Sunday Chronicle headliners 12 Mar 2017 A relentless fight f ...

A relentless fight for accessibility

Published Mar 12, 2017, 12:17 am IST
Updated Mar 12, 2017, 7:10 am IST
Virali Modi
 Virali Modi

While it sprouts hope to see the birth of discussions on inclusivity in public spaces, to make them more accessible to the disabled, becoming a part of our public discourse, it is also disheartening to know that Indian railways have so far existed with no ramps for wheelchair users to get on a train. Only a few days ago, Thiruvananthapuram Central Railway Station became the first railway station in the country to introduce portable wheelchair ramps and foldable wheelchairs. Thanks to this crusader of the rights of the disabled, Virali Modi.

As a paraplegic, Virali, from Mumbai, started an online petition few weeks ago, sharing her moving story, which eventually got the government and the railways working on making railway stations accessible for the disabled. Through her petition, Virali says, “I have been groped and manhandled three separate times by porters. They were helping me board the train because Indian trains are not wheelchair accessible. I am a disabled woman living in Mumbai, who loves to travel. I have had to wear a diaper as I couldn’t use the train bathroom. And when I needed to change, I had no privacy and had to wait for long hours for the lights to go off at night. The railways treat the disabled as a piece of luggage. This needs to stop,” she goes on.

After Virali’s petition was shared extensively on digital platforms, a response from Maneka Gandhi, the Union minister for women and child development, also came out expressing support to Virali, and she wrote to Union railway minister Suresh Prabhu to address the issue of accessibility. With the help of Southern Railways, she has been working towards the goal, without waiting for the governments to act, and has made Thiruvananthapuram accessible to all, and has Kochi on cards now.

Having wheelchairs accessible at railway stations will not only help the 26.8 million Indians with disabilities (as per 2011 Census), but also many elderly, the 25-year- old Virali says, adding, “A railway official from Thiruvananthapuram approa-ched me saying that he’ll try and make everything possible. We started talking on a WhatsApp group, and I started giving them ideas of how trains could become accessible, without harming the infrastructure. We started shooting ideas back and forth, and what (ever) seemed doable, they did. Trains are slowly but surely being made more accessible with Chennai and Thiruvananthapuram implementing foldable wheelchairs that can go directly into the coach and movable ramps. There will also be a helpline number for women, which allows for a lady to escort a wheelchair user.”

This young woman, who has also been a motivational speaker, model, a former Miss India Wheelchair runner-up and an aspiring actress, says the railway minister Suresh Prabhu recently acknowledged the work that the railways and she have put into making Thiruvananth-apuram accessible. “For a fully accessible railway, the whole station, including the trains and bathrooms need to become wheelchair accessible. I plan on working on that as well, but this is the first step. For stations without lifts or ramps, the molestation I faced could happen again to anyone. I won’t resist until India is accessible,” a gritty Virali says, signing off.

Source material —
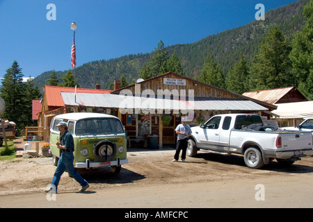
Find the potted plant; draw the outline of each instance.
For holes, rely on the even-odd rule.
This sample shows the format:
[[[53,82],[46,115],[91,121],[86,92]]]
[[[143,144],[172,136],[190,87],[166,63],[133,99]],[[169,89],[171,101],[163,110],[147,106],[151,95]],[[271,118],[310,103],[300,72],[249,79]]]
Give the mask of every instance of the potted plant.
[[[170,126],[172,117],[169,115],[164,115],[162,117],[162,121],[163,126]]]
[[[50,144],[48,143],[44,144],[41,147],[41,152],[43,156],[51,157],[52,155],[49,152],[50,150]]]

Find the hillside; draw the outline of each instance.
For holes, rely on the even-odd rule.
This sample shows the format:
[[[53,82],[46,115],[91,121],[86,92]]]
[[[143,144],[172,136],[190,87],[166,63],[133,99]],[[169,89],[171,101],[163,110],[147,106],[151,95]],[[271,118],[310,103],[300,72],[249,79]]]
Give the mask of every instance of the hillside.
[[[175,44],[166,49],[170,54],[176,52],[182,60],[184,72],[188,77],[193,78],[200,73],[210,51],[227,73],[239,59],[241,53],[247,61],[252,59],[265,33],[273,24],[278,25],[284,33],[291,38],[296,31],[300,31],[305,23],[302,11],[309,1],[300,0],[271,10],[266,13],[265,21],[254,20],[246,26],[207,36],[194,43]],[[133,79],[138,78],[142,66],[150,56],[150,53],[138,53],[109,60],[90,62],[75,69],[76,77],[81,87],[86,88],[94,88],[96,83],[99,83],[102,89],[106,89],[110,83],[119,79],[122,75],[131,83]],[[56,71],[56,74],[60,78],[67,71]],[[42,87],[51,73],[51,71],[42,73],[35,78],[35,82]]]

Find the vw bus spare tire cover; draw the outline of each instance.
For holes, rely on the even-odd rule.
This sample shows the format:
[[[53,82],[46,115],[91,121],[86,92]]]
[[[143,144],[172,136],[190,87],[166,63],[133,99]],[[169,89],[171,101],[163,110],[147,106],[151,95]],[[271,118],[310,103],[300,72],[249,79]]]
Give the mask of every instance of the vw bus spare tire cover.
[[[116,155],[116,144],[104,139],[93,144],[93,155],[98,161],[109,162]]]

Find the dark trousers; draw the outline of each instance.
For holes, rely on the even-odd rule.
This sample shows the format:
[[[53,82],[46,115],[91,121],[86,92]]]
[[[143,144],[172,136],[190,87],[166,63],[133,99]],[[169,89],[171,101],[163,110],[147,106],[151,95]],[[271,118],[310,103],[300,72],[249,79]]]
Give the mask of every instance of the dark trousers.
[[[177,140],[176,144],[176,152],[174,155],[174,159],[178,160],[179,157],[179,153],[182,150],[182,160],[186,159],[186,151],[187,151],[188,140],[187,139],[179,139]]]

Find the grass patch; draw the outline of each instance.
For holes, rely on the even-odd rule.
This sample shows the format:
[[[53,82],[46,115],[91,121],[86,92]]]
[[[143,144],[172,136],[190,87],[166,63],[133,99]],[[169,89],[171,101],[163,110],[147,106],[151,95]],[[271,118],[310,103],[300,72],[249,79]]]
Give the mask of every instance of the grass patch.
[[[8,150],[6,150],[6,145],[0,146],[0,160],[13,160],[16,157],[15,148],[13,141],[8,142]]]

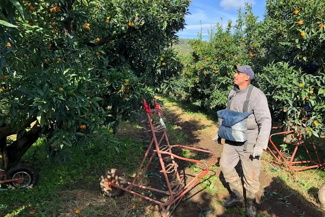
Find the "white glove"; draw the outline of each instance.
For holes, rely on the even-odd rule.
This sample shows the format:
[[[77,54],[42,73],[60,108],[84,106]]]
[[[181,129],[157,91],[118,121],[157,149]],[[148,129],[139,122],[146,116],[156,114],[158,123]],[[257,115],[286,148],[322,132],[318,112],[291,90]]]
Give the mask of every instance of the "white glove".
[[[214,141],[214,144],[217,145],[220,145],[221,144],[221,139],[219,138],[218,134],[215,135],[215,136],[212,139],[212,141]]]
[[[255,158],[255,157],[261,157],[262,154],[263,153],[263,149],[259,146],[254,146],[253,149],[253,151],[252,152],[251,155],[253,156],[253,158]]]

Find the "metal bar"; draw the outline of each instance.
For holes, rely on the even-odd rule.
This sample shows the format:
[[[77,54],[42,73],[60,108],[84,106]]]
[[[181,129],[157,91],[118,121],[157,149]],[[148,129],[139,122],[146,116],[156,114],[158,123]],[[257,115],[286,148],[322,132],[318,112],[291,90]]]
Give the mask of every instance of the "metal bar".
[[[139,180],[139,181],[138,182],[138,184],[140,183],[140,182],[141,180],[142,180],[142,178],[143,178],[143,176],[144,175],[145,173],[147,171],[147,170],[148,169],[148,167],[149,167],[149,165],[150,165],[150,163],[152,161],[152,159],[153,158],[154,156],[156,154],[156,152],[154,152],[152,153],[152,154],[151,155],[151,157],[150,157],[150,159],[149,160],[149,162],[147,164],[147,165],[146,166],[145,168],[143,170],[143,172],[142,172],[142,174],[141,174],[141,176],[140,177],[140,179]]]
[[[152,198],[150,198],[150,197],[147,197],[147,196],[144,196],[144,195],[140,195],[140,194],[139,194],[138,193],[137,193],[136,192],[135,192],[134,191],[130,191],[130,190],[129,190],[128,189],[126,189],[126,188],[122,188],[122,187],[120,187],[120,186],[119,186],[118,185],[116,185],[115,184],[110,184],[110,186],[113,186],[113,187],[114,187],[114,188],[116,188],[119,189],[120,190],[122,190],[122,191],[125,191],[125,192],[128,192],[128,193],[130,193],[130,194],[132,194],[134,195],[136,195],[136,196],[137,196],[138,197],[142,197],[142,198],[143,198],[144,199],[146,199],[146,200],[148,200],[150,202],[152,202],[153,203],[156,203],[157,204],[159,204],[159,205],[160,205],[161,206],[167,206],[167,205],[168,205],[168,204],[167,203],[162,203],[162,202],[161,202],[160,201],[158,201],[158,200],[155,200],[154,199],[152,199]]]
[[[132,184],[131,182],[128,182],[127,183],[129,184]],[[157,188],[151,188],[151,187],[147,187],[147,186],[145,186],[144,185],[138,185],[137,184],[134,184],[133,186],[135,186],[135,187],[138,187],[138,188],[143,188],[143,189],[148,189],[148,190],[150,190],[150,191],[156,191],[157,192],[159,192],[160,193],[163,193],[164,194],[165,194],[167,195],[170,195],[169,193],[168,192],[168,191],[160,190],[159,189],[157,189]]]
[[[318,156],[318,152],[317,152],[317,149],[316,148],[316,146],[315,145],[315,142],[314,141],[314,139],[312,137],[310,137],[310,140],[311,140],[311,143],[313,144],[313,146],[314,146],[314,149],[315,150],[315,153],[316,153],[316,156],[317,157],[317,160],[318,160],[318,163],[320,164],[320,160],[319,160],[319,157]]]
[[[12,179],[6,179],[4,180],[0,180],[0,183],[7,183],[12,181],[23,181],[25,178],[16,178]]]
[[[318,164],[317,165],[314,165],[313,166],[306,166],[306,167],[303,167],[301,168],[297,168],[296,169],[296,170],[298,171],[301,171],[301,170],[304,170],[306,169],[312,169],[312,168],[315,168],[317,167],[319,167],[320,166],[323,166],[325,164]]]
[[[298,146],[300,144],[300,142],[301,142],[301,138],[302,137],[302,135],[300,135],[300,136],[299,137],[299,138],[298,139],[298,141],[297,143],[297,144],[296,145],[296,147],[294,147],[294,150],[293,151],[293,153],[292,154],[292,155],[291,156],[291,158],[290,159],[290,166],[292,167],[292,162],[293,161],[293,159],[294,158],[294,156],[296,155],[296,152],[297,152],[297,150],[298,149]],[[305,145],[305,143],[304,142],[303,142],[303,144]],[[306,146],[305,146],[305,147]],[[308,153],[308,150],[306,148],[306,151],[307,151],[307,153]],[[308,155],[309,155],[309,157],[310,158],[310,160],[311,160],[311,158],[310,157],[310,155],[309,155],[309,153],[308,153]]]
[[[136,178],[139,175],[139,173],[140,172],[140,170],[142,167],[143,166],[143,164],[144,163],[144,162],[146,160],[146,159],[147,159],[147,157],[148,155],[148,154],[149,153],[149,151],[150,150],[150,149],[151,148],[151,146],[152,145],[152,144],[153,143],[153,139],[151,140],[151,142],[150,142],[150,144],[149,145],[148,147],[148,148],[147,149],[147,152],[146,152],[146,153],[144,155],[144,157],[143,157],[143,158],[142,159],[142,162],[141,162],[141,164],[140,164],[140,166],[139,166],[139,168],[138,168],[137,170],[136,170],[136,176],[134,177],[134,178],[133,179],[133,180],[132,181],[132,183],[130,186],[130,190],[131,190],[132,189],[132,187],[133,186],[134,183],[136,182]],[[141,180],[140,180],[141,181]],[[140,181],[139,181],[139,182]]]
[[[146,100],[143,99],[143,102],[144,104],[146,104]],[[147,112],[147,116],[148,119],[148,121],[149,122],[149,125],[150,126],[150,129],[151,129],[151,132],[152,134],[152,137],[153,138],[154,141],[155,142],[155,144],[156,144],[156,150],[157,150],[157,153],[158,154],[158,156],[159,158],[159,161],[160,162],[160,164],[162,168],[162,171],[163,173],[164,176],[165,177],[165,179],[166,181],[166,184],[167,185],[167,187],[168,187],[168,191],[169,192],[169,194],[170,194],[171,199],[172,199],[173,198],[173,191],[172,190],[171,188],[170,184],[169,183],[169,180],[168,179],[168,176],[167,175],[167,173],[166,172],[166,169],[165,169],[165,164],[164,163],[163,160],[162,160],[162,157],[161,154],[160,153],[160,152],[159,151],[159,145],[158,144],[158,142],[157,141],[157,138],[156,137],[156,134],[155,133],[153,129],[153,126],[152,125],[152,123],[151,121],[151,119],[150,118],[150,115],[148,112]]]

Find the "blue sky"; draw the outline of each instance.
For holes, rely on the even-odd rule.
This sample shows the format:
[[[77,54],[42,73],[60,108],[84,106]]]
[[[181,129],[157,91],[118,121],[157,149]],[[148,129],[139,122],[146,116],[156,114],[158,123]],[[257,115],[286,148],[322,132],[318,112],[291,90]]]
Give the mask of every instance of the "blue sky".
[[[208,30],[211,29],[211,25],[222,22],[225,26],[229,20],[233,23],[235,22],[238,17],[237,10],[240,6],[244,8],[245,2],[253,5],[254,15],[258,16],[259,20],[263,19],[265,0],[192,0],[189,7],[191,14],[185,17],[186,29],[177,35],[183,38],[197,38],[198,33],[201,29],[201,20],[202,37],[207,39]]]

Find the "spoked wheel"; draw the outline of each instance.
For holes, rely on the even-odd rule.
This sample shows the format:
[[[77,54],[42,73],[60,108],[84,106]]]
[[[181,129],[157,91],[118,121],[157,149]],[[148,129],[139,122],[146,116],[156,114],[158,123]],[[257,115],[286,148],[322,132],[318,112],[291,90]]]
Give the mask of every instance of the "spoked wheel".
[[[123,172],[116,169],[106,170],[99,177],[99,187],[105,196],[115,198],[123,195],[125,192],[116,188],[110,186],[114,184],[123,188],[126,187],[127,182]]]
[[[323,184],[318,191],[318,198],[322,205],[325,207],[325,183]]]
[[[6,174],[6,179],[23,178],[21,181],[13,181],[10,187],[15,188],[32,188],[38,181],[39,176],[36,168],[31,165],[21,164],[13,167]]]

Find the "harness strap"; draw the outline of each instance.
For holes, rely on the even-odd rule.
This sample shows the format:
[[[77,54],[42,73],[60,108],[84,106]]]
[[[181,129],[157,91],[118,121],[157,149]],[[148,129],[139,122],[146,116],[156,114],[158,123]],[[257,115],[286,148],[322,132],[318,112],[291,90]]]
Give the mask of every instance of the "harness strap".
[[[246,100],[244,102],[244,105],[243,106],[243,112],[247,112],[248,111],[248,106],[249,105],[251,101],[251,95],[252,95],[252,92],[254,89],[254,86],[251,85],[248,88],[248,90],[247,92],[247,94],[246,95]]]
[[[250,104],[250,102],[251,101],[251,96],[252,95],[252,92],[253,91],[253,89],[254,87],[251,84],[250,84],[248,87],[248,90],[247,90],[247,94],[246,94],[246,99],[244,102],[244,104],[243,105],[243,112],[247,112],[248,110],[248,106]],[[227,103],[227,109],[230,110],[230,106],[231,105],[231,102],[233,99],[235,95],[236,94],[236,91],[234,92],[234,94],[230,96]]]

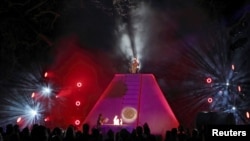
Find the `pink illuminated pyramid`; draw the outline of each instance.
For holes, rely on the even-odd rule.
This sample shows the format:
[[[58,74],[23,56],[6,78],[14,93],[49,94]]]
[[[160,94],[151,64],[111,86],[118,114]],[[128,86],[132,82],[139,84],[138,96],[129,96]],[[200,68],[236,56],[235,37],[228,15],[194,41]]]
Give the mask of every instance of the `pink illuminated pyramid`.
[[[115,74],[84,123],[96,126],[99,114],[103,127],[113,130],[147,123],[152,134],[164,135],[179,125],[153,74]]]

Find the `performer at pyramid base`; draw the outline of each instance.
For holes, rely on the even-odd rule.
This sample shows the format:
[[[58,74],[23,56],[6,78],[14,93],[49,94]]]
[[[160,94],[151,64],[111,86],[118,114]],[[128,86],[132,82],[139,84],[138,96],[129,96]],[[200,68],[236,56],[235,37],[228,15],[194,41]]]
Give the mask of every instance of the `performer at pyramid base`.
[[[137,58],[133,58],[130,64],[130,73],[138,73],[139,72],[139,61]]]

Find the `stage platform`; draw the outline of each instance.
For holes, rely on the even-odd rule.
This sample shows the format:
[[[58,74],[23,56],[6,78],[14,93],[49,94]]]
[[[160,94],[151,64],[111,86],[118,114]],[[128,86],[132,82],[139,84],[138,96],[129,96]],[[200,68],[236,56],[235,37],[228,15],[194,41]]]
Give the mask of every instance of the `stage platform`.
[[[134,127],[130,125],[114,125],[114,124],[104,124],[101,126],[101,132],[106,134],[109,130],[114,133],[120,132],[122,129],[126,129],[129,133],[132,133]]]

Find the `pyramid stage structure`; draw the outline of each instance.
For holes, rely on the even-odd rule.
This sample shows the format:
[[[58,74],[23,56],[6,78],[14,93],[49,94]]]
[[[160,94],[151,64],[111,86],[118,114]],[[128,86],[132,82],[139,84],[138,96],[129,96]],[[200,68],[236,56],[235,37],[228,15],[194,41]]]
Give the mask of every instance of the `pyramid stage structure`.
[[[104,118],[103,132],[122,128],[131,132],[147,123],[152,134],[165,135],[179,125],[153,74],[115,74],[84,123],[96,126],[99,114]]]

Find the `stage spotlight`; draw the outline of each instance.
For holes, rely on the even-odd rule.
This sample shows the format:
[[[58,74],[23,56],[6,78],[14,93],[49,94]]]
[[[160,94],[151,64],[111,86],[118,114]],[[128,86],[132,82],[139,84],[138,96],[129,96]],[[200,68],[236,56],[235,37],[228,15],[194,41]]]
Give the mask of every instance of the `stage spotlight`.
[[[211,97],[208,98],[208,99],[207,99],[207,102],[208,102],[208,103],[212,103],[212,102],[213,102],[213,98],[211,98]]]
[[[81,102],[79,100],[77,100],[75,104],[76,104],[76,106],[80,106]]]
[[[49,96],[51,94],[51,92],[52,92],[52,90],[50,87],[45,86],[42,88],[42,94],[44,96]]]
[[[22,120],[22,117],[18,117],[16,122],[19,123]]]
[[[250,118],[250,113],[246,112],[246,117],[249,119]]]
[[[36,96],[36,93],[33,92],[33,93],[31,94],[31,98],[34,98],[35,96]]]
[[[75,120],[75,125],[80,125],[80,120],[79,119],[77,119],[77,120]]]
[[[238,86],[238,92],[241,92],[241,87],[240,86]]]
[[[48,72],[45,72],[43,76],[44,76],[44,78],[47,78],[48,77]]]
[[[29,111],[29,113],[30,113],[31,117],[35,117],[35,116],[37,115],[37,111],[34,110],[34,109],[31,109],[31,110]]]
[[[206,79],[206,82],[207,82],[208,84],[212,83],[212,78],[211,78],[211,77],[208,77],[208,78]]]
[[[77,82],[77,83],[76,83],[76,86],[77,86],[78,88],[82,87],[82,82]]]
[[[48,122],[48,121],[49,121],[49,117],[46,117],[46,118],[44,119],[44,121],[45,121],[45,122]]]
[[[133,107],[125,107],[122,109],[122,120],[126,123],[132,123],[137,118],[137,110]]]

Complete the following —
- 1) Answer these questions using the article on Virali Modi's fight for accessibility:
(a) Which railway station was the first in the country to introduce portable wheelchair ramps and foldable wheelchairs?
(b) To which Union minister did Maneka Gandhi write about accessibility?
(c) According to the 2011 Census, how many Indians have disabilities?
- 2) Reproduce word for word the part of the article on Virali Modi's fight for accessibility that starts with "After Virali’s petition" and goes on through "on cards now.".
The data is separate from the article and should be treated as its own material.

Task-by-task outputs —
- 1)
(a) Thiruvananthapuram Central Railway Station
(b) Suresh Prabhu, the Union railway minister
(c) 26.8 million

- 2)
After Virali’s petition was shared extensively on digital platforms, a response from Maneka Gandhi, the Union minister for women and child development, also came out expressing support to Virali, and she wrote to Union railway minister Suresh Prabhu to address the issue of accessibility. With the help of Southern Railways, she has been working towards the goal, without waiting for the governments to act, and has made Thiruvananthapuram accessible to all, and has Kochi on cards now.